• _What is asked_
Print every one of the records below word for word, with each line kept as it is.

• _Records provided_
━━━━
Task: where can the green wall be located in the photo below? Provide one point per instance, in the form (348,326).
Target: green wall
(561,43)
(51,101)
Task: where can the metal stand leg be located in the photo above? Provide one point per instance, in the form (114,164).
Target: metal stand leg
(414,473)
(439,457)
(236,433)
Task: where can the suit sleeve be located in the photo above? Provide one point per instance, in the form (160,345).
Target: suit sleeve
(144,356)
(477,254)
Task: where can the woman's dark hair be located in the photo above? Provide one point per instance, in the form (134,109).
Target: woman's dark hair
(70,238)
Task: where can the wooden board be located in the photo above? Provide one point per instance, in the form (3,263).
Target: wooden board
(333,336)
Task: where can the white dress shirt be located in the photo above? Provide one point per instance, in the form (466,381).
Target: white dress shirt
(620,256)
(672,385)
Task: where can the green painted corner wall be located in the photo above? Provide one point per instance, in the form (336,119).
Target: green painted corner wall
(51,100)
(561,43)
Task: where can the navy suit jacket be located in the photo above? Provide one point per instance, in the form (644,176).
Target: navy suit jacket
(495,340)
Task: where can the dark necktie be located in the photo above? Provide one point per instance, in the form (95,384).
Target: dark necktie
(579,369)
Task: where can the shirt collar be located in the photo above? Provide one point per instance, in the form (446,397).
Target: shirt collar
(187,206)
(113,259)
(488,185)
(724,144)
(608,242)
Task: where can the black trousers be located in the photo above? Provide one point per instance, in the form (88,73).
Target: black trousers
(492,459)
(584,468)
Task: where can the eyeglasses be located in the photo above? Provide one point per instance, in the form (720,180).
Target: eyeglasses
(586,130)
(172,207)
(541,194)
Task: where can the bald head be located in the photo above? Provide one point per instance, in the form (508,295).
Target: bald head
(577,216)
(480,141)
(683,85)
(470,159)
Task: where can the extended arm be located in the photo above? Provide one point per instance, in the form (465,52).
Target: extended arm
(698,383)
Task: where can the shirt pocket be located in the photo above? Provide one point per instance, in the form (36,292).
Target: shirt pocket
━━━━
• _Solution to this problem_
Task: where can the green wall be located in the photo below? Provide one point per instance, in the form (348,326).
Target: green wall
(561,43)
(51,101)
Task: where can the metal stand leg be located in the photo above? Provide one point per instance, in the form (114,164).
Target: metal stand leg
(414,473)
(439,457)
(236,433)
Task: where can the suit sleeve be located in the photo above? Provide one point per instance, in the form (160,345).
Target: suit sleeve
(144,356)
(477,254)
Task: where can the woman's dark hair be located in the photo above? Provide one point per instance, in the form (134,109).
Target: woman's dark hair
(70,238)
Task: where can the wooden board be located in the photo above? Provide one point per instance, in the form (3,263).
Target: wooden board
(333,336)
Task: where can the white dress shirt be located in the photo above? Provide one point per instance, in the form (466,381).
Target: white dress shirt
(620,256)
(672,385)
Task: where can the green painted corner wall be located in the photo above? Provide one point per instance, in the form (336,119).
Target: green painted corner wall
(51,100)
(561,43)
Task: where can the navy suit jacket be located in the photo above? Provide one point per instance, in the form (644,176).
Target: navy suit jacket
(495,340)
Task: where can the dark necktie be located in the photo above? Provide one point per instance, in the form (95,384).
Target: dark necktie
(579,369)
Task: where can the shirt collar be located in the photo above? Provide one point per instance, in the form (446,397).
Target: shirt collar
(187,206)
(113,259)
(488,185)
(724,144)
(608,242)
Task: where can the black trousers be located in the photo above? Provide one point per instance, in the form (88,73).
Target: black trousers
(492,459)
(584,468)
Task: where can the eyeglasses be located in the photo above? Provide one point per instance, in the form (720,180).
Target: eyeglasses
(586,130)
(172,207)
(541,194)
Task: where can the bald head be located in the photo above? Provide one point per instance, in the form (508,295).
Target: bald head
(577,216)
(480,141)
(683,85)
(470,159)
Task: where can the extended arm be located in the photo above? Provide one point per instance, in the form (465,52).
Target: extended arm
(698,383)
Task: where can the shirt pocket be located in the photo above? Provide one point per instance, in the form (36,292).
Target: shirt pocket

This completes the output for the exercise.